How public health practitioners can address racism: New book edited by Fielding School professor
Researchers have long documented health disparities among people of different racial and ethnic groups. What is less known is how being a target of racism affects a person’s health. This can involve experiencing chronic stress stemming from being treated differently, being exposed to environmental hazards disproportionately located in racial or ethnic minority communities, or being denied access to quality medical care, housing, employment or other resources.
In a new book edited by a professor from the UCLA Fielding School of Public Health, academicians and community organizers explain how experiencing racism may affect a person’s health, and how people who work in public health can identify and address racism.
“Race isn’t fundamentally a biological attribute. People don’t experience high rates of poor health because of how they look, but because of the unfair treatment they receive based on how they look,” says Chandra Ford, associate professor of community health sciences and the founding director of the Center for the Study of Racism, Social Justice & Health at the UCLA Fielding School of Public Health. “This book sees racism as a threat to public health. Achieving health equity requires interventions that target the health implications of racism.”
In “Racism: Science & Tools for the Public Health Professional,” authors give specific examples of how public health workers can confront racism, including:
- Name racism explicitly: It is not possible to study or address racism, unless we target it directly and treat it as we would treat any other threat to public health.
- Learn how to recognize your biases: Identify and correct automatic, unconscious ways you may treat the people you serve differently based on their identified race, ethnicity or other characteristics.
- Build community capacity: When designing studies or interventions, incorporate feedback from members of the communities that you are addressing. Ask how members of those communities are affected by racism.
- Collect better data: Gather information from the most vulnerable members of the community about their lived experiences, such as characteristics of the neighborhoods where they live, interactions with law enforcement or access to health care services. Just as providers screen for exposure to domestic violence, screen for exposure to racial violence.

=====

PROMPT A:
Copy the article on racism and public health word for word between "How public health practitioners" and "or other resources.", inclusive.
PROMPT B:
Continue the article on racism and public health from the point where it stops.

Referring expression data:
=====

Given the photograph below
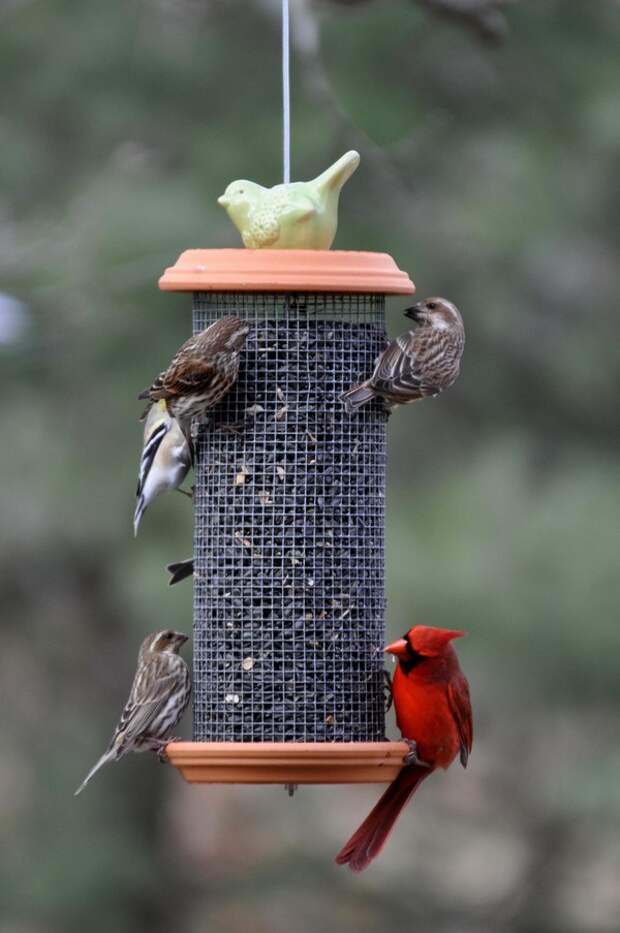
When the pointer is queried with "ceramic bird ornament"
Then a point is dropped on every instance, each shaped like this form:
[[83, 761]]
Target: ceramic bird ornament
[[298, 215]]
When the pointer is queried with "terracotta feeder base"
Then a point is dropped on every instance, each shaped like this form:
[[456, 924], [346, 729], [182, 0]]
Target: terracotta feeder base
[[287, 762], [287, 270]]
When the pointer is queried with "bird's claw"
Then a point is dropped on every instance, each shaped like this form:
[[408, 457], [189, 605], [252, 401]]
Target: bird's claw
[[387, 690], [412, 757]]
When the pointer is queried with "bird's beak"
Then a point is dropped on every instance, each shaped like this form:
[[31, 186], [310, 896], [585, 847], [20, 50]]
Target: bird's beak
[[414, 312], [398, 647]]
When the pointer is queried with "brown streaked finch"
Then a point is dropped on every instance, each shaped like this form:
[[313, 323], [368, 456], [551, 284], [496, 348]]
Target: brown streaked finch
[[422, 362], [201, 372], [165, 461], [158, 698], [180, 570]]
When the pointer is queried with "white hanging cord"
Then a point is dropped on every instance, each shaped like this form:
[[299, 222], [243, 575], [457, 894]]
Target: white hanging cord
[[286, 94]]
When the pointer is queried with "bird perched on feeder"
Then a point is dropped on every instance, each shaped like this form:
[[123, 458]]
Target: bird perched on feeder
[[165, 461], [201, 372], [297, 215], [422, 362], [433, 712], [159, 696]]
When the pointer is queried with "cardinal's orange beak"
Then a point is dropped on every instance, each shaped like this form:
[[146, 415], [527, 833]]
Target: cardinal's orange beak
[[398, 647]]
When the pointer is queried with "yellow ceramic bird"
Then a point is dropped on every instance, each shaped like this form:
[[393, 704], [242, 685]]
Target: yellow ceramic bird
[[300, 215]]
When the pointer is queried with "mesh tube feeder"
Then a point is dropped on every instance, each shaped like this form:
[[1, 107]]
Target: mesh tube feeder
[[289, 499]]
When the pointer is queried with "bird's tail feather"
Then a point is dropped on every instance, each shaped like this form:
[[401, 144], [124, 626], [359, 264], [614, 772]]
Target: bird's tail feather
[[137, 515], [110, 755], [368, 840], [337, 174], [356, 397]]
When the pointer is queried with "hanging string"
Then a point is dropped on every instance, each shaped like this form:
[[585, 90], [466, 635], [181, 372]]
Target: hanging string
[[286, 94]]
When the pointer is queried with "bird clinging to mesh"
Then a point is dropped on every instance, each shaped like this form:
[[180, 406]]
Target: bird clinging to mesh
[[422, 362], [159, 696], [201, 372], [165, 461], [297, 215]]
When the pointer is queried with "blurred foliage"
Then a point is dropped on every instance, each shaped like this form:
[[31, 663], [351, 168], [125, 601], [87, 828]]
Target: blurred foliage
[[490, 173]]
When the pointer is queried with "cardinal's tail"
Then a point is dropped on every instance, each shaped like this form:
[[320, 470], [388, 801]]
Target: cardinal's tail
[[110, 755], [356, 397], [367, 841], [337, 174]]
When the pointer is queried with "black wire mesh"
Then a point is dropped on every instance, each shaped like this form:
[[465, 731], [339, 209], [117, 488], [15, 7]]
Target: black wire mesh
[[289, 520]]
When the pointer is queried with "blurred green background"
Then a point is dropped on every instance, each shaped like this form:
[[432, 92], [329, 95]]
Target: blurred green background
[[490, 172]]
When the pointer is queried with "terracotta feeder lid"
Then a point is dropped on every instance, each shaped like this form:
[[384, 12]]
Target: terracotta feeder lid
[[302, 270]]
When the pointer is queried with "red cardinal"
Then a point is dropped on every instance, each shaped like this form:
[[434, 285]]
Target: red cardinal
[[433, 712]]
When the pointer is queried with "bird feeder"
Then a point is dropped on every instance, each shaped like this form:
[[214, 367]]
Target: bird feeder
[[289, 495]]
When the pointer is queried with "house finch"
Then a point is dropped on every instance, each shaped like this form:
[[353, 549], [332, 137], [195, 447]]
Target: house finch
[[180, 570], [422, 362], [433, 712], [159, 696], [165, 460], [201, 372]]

=====

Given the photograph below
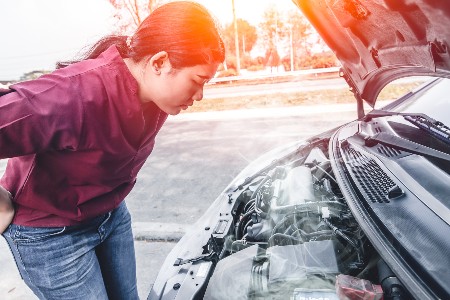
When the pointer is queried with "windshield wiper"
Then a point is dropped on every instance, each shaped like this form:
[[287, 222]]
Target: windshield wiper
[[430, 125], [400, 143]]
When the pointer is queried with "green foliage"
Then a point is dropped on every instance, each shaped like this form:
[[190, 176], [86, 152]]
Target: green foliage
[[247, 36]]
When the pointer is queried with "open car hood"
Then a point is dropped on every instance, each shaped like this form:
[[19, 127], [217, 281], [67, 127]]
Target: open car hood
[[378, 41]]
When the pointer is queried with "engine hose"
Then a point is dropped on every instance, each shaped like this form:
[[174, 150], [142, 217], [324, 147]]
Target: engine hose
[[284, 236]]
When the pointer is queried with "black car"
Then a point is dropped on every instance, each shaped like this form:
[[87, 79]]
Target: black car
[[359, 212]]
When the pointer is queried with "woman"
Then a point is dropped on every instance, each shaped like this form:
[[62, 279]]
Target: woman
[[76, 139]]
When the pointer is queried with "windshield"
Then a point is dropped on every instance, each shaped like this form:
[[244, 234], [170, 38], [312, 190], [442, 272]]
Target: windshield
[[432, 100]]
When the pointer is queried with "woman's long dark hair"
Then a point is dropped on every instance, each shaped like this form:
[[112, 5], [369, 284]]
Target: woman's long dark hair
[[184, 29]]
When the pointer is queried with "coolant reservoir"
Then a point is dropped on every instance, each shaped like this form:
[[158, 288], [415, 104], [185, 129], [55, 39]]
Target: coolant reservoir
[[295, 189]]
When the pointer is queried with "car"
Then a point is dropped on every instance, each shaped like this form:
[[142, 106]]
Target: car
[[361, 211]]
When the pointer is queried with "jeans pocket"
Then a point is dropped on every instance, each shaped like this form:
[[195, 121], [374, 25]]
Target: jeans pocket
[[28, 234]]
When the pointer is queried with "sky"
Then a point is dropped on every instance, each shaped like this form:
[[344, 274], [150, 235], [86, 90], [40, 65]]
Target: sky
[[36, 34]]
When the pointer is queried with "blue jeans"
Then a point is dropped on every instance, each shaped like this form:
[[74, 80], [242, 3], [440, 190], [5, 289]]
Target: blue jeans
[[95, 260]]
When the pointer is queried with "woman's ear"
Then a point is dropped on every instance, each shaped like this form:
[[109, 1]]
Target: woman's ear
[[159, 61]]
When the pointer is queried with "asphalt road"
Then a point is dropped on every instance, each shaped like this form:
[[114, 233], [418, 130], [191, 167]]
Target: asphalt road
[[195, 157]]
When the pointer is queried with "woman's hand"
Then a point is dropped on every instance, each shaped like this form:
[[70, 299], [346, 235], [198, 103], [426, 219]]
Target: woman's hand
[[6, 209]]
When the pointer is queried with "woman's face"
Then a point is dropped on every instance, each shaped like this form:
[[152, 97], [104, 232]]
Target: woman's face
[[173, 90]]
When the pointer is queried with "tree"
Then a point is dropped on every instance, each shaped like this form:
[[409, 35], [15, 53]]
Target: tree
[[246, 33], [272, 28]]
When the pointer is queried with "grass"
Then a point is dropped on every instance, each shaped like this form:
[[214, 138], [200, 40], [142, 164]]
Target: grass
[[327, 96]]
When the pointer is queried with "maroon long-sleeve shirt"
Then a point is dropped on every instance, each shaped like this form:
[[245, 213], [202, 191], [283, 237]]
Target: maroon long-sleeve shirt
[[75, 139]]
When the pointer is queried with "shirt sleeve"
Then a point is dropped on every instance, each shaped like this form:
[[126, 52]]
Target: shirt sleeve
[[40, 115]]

=====

EXERCISE ANSWER A:
How public health practitioners can address racism: New book edited by Fielding School professor
Researchers have long documented health disparities among people of different racial and ethnic groups. What is less known is how being a target of racism affects a person’s health. This can involve experiencing chronic stress stemming from being treated differently, being exposed to environmental hazards disproportionately located in racial or ethnic minority communities, or being denied access to quality medical care, housing, employment or other resources.

EXERCISE ANSWER B:
- Prioritize equity: Go beyond assessing health impacts to assess health equity impacts. While increasing the amount of green space in a neighborhood may be good for health, for example, it may exacerbate health disparities if it causes gentrification that displaces the neighborhood’s original residents.
According to Ford, even people who work outside the public health profession can apply these tips. “People who work in other fields may read this book and learn how racial biases may unintentionally influence their interactions with the people with whom they work,” Ford says.
Other editors of the book include Derek M. Griffith, professor of medicine, health and society and director of the Center for Research on Men’s Health at Vanderbilt University; Marino A. Bruce, research associate professor of medicine, health and society and associate director of Center for Research on Men’s Health at Vanderbilt University; and Keon L. Gilbert, associate professor of behavioral science and health education at Saint Louis University.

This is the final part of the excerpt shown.